TEXTE SOURCE:
= = = =

Octobre 2005

L'enjeu turc : la Turquie, l'Europe et le Moyen-Orient

En ouvrant le processus d'adhésion de la Turquie, les autorités de Bruxelles enterrent le projet des «États-Unis d'Europe». L'adhésion de la Turquie réduit l'Union européenne à ne plus devenir qu'une vaste zone de libre-échange, apolitique et aculturelle, comme il en existe déjà en Amérique ou en Asie...

On peut lire aussi L'enjeu turc : les conséquences de l'élargissement, La Turquie, l'Europe et l'Union , La Turquie et les frontières de l'Union .

Le 17 décembre 2004, les 25 chefs d'État de l'Union européenne ont entériné la demande d'adhésion de la Turquie... malgré son incompatibilité avec le quatrième critère de « Copenhague » et les graves réserves du rapport publié par la Commission européenne le 6 octobre précédent (note).

Les pourparlers d'adhésion ont donc débuté le lundi 3 octobre 2005 après un recul peu glorieux des Européens sur le dossier croate et les principes de justice. Ils déboucheront sauf cataclysme sur une adhésion de la Turquie dans une dizaine d'années.

Quatre questions à propos de la Turquie

Quatre questions sous-tendent le débat sur l'adhésion de la Turquie à l'Union européenne :

1- La Turquie est-elle européenne ou asiatique ?

= = = =

DONNÉES DU LISTING:

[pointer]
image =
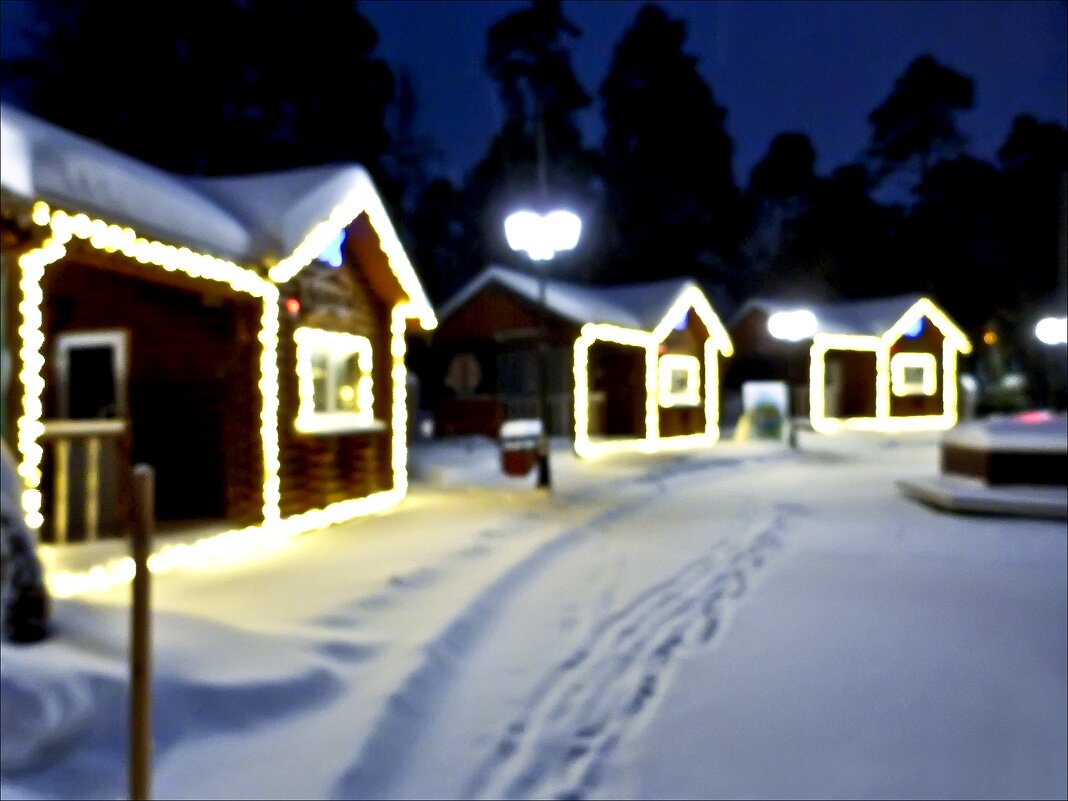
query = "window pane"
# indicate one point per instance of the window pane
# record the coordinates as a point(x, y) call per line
point(346, 374)
point(679, 381)
point(319, 393)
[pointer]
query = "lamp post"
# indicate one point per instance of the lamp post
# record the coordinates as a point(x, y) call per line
point(1052, 332)
point(792, 327)
point(542, 237)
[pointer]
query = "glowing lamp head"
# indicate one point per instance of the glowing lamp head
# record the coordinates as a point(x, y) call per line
point(1052, 330)
point(542, 236)
point(792, 326)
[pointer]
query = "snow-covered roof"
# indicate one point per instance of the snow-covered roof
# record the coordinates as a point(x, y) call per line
point(640, 307)
point(269, 219)
point(44, 161)
point(870, 317)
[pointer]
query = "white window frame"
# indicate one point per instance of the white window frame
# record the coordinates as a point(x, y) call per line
point(666, 366)
point(338, 346)
point(899, 383)
point(115, 339)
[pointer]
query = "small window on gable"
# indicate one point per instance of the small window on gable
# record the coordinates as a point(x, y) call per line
point(913, 374)
point(333, 381)
point(679, 380)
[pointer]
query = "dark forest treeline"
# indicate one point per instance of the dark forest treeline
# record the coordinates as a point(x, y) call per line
point(288, 83)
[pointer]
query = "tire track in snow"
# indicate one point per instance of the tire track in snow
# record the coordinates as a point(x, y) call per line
point(585, 707)
point(372, 770)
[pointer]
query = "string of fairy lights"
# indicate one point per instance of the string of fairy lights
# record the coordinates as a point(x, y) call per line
point(657, 375)
point(890, 374)
point(275, 530)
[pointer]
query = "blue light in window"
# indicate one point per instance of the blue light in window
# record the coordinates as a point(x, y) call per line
point(331, 254)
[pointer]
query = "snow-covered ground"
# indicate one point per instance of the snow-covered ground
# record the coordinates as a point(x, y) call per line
point(745, 622)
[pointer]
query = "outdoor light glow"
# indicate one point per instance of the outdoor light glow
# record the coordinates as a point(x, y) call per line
point(718, 342)
point(309, 342)
point(954, 343)
point(363, 199)
point(229, 545)
point(331, 253)
point(543, 237)
point(792, 326)
point(917, 328)
point(1052, 330)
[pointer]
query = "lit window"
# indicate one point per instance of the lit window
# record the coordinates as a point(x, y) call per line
point(333, 379)
point(913, 374)
point(679, 380)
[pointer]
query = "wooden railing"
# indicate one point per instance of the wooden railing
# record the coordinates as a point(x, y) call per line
point(91, 433)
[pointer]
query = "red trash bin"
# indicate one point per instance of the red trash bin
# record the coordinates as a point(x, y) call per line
point(519, 440)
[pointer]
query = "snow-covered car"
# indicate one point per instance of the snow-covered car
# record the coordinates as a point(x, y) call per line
point(25, 605)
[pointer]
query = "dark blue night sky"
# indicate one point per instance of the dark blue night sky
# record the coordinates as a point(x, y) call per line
point(816, 67)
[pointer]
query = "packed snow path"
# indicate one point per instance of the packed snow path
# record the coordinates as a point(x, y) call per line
point(743, 623)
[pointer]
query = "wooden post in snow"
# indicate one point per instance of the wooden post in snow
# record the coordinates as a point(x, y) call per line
point(144, 523)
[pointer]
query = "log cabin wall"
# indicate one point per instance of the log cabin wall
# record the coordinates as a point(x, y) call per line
point(320, 469)
point(192, 385)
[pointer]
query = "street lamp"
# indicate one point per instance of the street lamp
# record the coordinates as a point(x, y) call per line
point(542, 237)
point(1053, 333)
point(794, 327)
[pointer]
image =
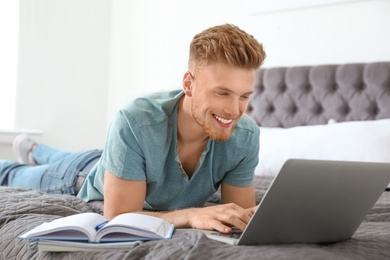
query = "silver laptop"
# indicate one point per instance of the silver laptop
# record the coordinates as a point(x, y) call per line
point(313, 201)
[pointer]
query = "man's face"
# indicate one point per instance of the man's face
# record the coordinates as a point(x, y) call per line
point(220, 96)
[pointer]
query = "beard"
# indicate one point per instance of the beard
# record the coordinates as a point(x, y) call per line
point(220, 135)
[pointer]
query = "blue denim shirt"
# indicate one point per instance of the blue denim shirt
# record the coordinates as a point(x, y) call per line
point(142, 145)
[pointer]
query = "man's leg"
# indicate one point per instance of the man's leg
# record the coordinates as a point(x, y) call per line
point(28, 151)
point(14, 174)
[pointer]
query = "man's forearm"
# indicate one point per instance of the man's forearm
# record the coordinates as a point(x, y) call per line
point(181, 217)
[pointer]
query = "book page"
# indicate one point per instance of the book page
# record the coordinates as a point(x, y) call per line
point(65, 227)
point(138, 225)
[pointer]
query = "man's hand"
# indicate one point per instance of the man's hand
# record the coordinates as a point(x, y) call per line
point(221, 217)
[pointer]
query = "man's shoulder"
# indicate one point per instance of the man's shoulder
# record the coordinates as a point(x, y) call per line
point(246, 123)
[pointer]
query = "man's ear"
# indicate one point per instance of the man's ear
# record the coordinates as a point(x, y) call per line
point(187, 84)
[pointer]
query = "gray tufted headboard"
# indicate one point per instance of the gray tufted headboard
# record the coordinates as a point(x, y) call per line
point(308, 95)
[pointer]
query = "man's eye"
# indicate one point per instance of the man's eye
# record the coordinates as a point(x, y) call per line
point(222, 93)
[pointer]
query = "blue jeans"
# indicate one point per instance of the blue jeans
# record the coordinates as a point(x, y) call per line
point(56, 171)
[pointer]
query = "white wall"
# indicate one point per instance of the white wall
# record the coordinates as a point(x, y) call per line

= = = =

CONSIGNE 1: Indiquez si chacune des affirmations suivantes concorde avec le texte sur l'adhésion de la Turquie, en répondant par oui ou par non et en citant les mots décisifs du texte. (a) Les pourparlers d'adhésion ont débuté le lundi 3 octobre 2005. (b) Le 17 décembre 2004, quinze chefs d'État ont entériné la demande d'adhésion de la Turquie. (c) Le débat sur l'adhésion repose sur trois questions.
CONSIGNE 2: Poursuivez le texte sur l'adhésion de la Turquie à l'Union européenne après sa dernière phrase.

RÉPONSE 1:
(a) Oui : « Les pourparlers d'adhésion ont donc débuté le lundi 3 octobre 2005 ».
(b) Non : « les 25 chefs d'État de l'Union européenne ont entériné la demande d'adhésion de la Turquie ».
(c) Non : « Quatre questions sous-tendent le débat sur l'adhésion de la Turquie à l'Union européenne ».

RÉPONSE 2:
2- La Turquie est-elle utile au rapprochement islamo-européen ?
3- Qu'est-ce qui légitime l'adhésion de la Turquie à l'Union ?
4- Quelles peuvent être les conséquences de l'élargissement ?

– La Turquie est-elle européenne ou asiatique ?

Cette question est la clé du projet européen. Si l'on croit que les Turcs et les Kurdes de Turquie sont aussi européens que les Danois, les Français et les Italiens, pas d'hésitation : on peut construire les « États-Unis d'Europe » avec eux... Mais si l'on ne le croit pas, alors il faut choisir entre deux projets :

– soit on élargit l'Union à la Turquie et à d'autres pays exotiques pour n'en faire qu'une zone de libre-échange et une ONU régionale,

– soit on se satisfait d'un partenariat privilégié avec la Turquie et l'on poursuit l'approfondissement politique de l'Union européenne.

Examinons le fond de la question :

Les Turcs appartiennent à 90% à une région appelée Asie mineure (ou petite Asie). Celle-ci a longtemps été un pôle de la civilisation gréco-romaine et du christianisme dont les Européens sont les héritiers. Elle a accueilli Saint Paul de Tarse, le deuxième fondateur du christianisme après le Christ lui-même. Mais ces souvenirs appartiennent à un passé révolu. Le temps n'est plus d'un empire ottoman multiconfessionnel et multiculturel (en 1914, les deux tiers des habitants d'Istamboul étaient non-turcs et non-musulmans).

Le fossé entre Europe et Turquie s'est élargi entre 1915 et 1923, quand les nationalistes Jeunes-Turcs et leur successeur Moustafa Kémal ont fondé la Turquie moderne sur les ruines de l'empire ottoman. Ils ont éliminé les dernières minorités non-musulmanes d'Anatolie en exterminant les Arméniens en 1915 et en expulsant les Grecs en 1923, pour constituer une nation ethniquement homogène.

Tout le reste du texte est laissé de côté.